GOAL OF THE EXERCISE -
Find each line in the items below that contains the word "skin" and copy those lines in full.

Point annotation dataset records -
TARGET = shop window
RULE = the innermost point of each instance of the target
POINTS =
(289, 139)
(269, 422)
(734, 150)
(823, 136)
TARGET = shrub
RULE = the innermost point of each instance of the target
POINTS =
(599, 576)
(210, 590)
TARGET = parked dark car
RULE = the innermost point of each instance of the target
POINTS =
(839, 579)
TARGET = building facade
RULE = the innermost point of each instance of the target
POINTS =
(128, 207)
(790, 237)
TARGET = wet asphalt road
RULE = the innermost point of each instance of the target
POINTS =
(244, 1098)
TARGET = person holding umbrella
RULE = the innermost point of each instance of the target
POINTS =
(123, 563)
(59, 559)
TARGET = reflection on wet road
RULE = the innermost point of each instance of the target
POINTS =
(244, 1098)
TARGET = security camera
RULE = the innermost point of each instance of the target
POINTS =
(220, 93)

--

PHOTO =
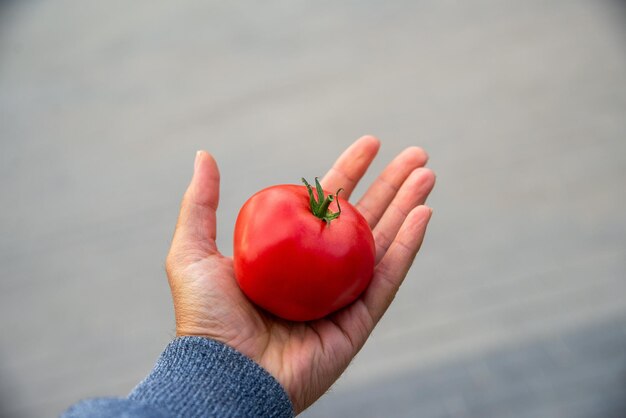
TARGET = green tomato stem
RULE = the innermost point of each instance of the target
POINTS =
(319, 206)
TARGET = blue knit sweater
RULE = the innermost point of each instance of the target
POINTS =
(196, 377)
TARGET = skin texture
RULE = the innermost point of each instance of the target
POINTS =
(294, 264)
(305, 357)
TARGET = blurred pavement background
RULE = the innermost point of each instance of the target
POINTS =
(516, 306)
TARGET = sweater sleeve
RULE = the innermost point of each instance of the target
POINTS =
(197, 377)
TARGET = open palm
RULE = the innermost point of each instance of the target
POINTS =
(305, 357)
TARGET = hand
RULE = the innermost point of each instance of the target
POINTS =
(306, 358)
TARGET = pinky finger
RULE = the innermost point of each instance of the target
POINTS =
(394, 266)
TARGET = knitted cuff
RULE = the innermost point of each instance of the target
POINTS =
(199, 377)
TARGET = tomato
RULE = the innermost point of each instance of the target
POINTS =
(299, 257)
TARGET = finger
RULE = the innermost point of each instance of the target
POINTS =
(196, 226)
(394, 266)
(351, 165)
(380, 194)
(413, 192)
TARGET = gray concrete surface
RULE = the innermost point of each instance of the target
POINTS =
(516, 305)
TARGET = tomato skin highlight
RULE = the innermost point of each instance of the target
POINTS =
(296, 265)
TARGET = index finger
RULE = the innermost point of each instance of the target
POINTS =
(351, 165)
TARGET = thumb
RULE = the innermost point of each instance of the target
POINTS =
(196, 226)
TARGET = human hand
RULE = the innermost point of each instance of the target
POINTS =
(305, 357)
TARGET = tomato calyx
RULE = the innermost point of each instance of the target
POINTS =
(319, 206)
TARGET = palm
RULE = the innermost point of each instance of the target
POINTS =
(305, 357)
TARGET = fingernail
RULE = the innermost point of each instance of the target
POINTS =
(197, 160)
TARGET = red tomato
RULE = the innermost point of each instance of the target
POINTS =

--

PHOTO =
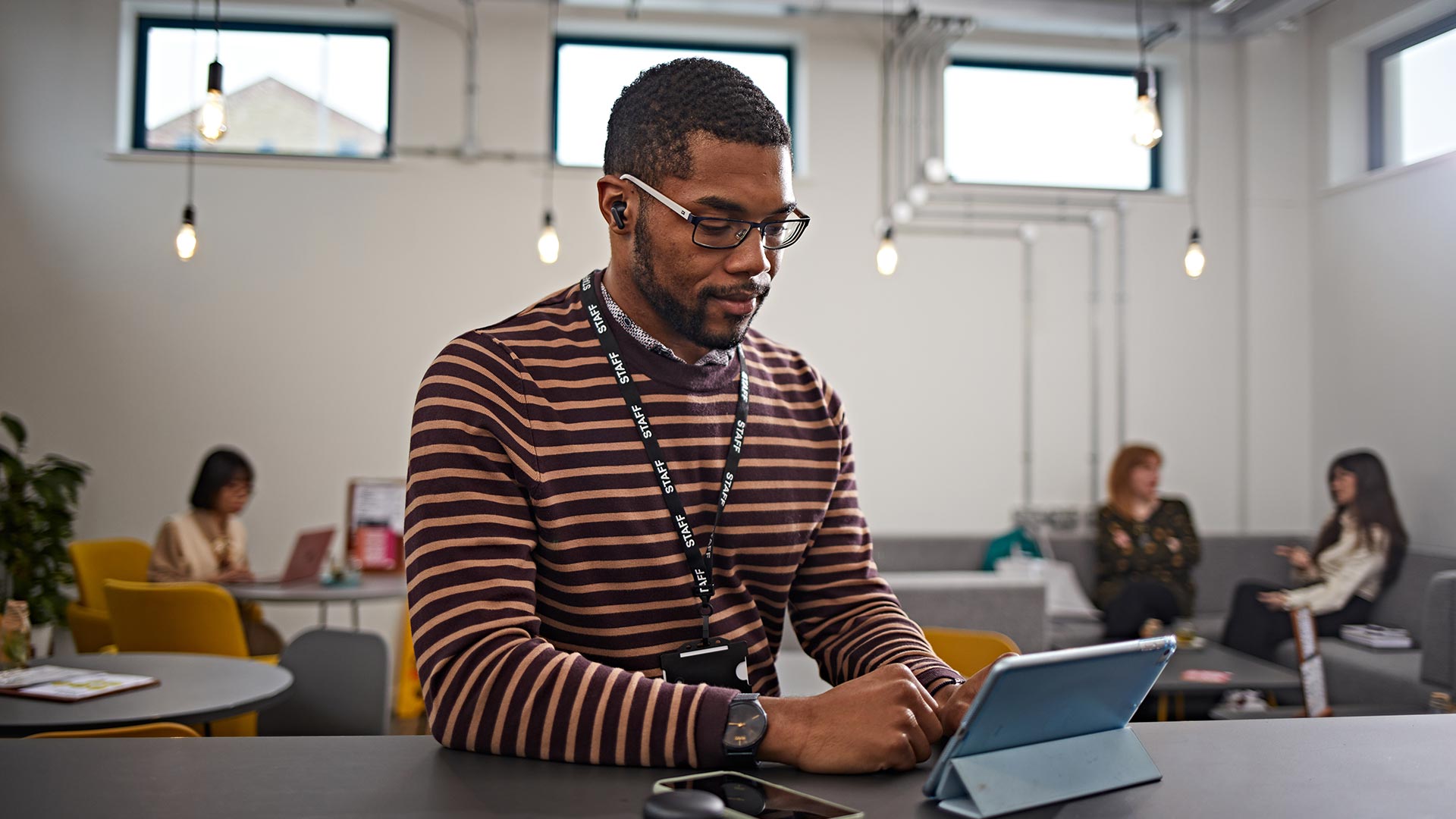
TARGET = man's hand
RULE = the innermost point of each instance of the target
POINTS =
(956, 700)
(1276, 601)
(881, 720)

RESPONSE -
TARGET = skin texture
TARGET = tomato skin highlight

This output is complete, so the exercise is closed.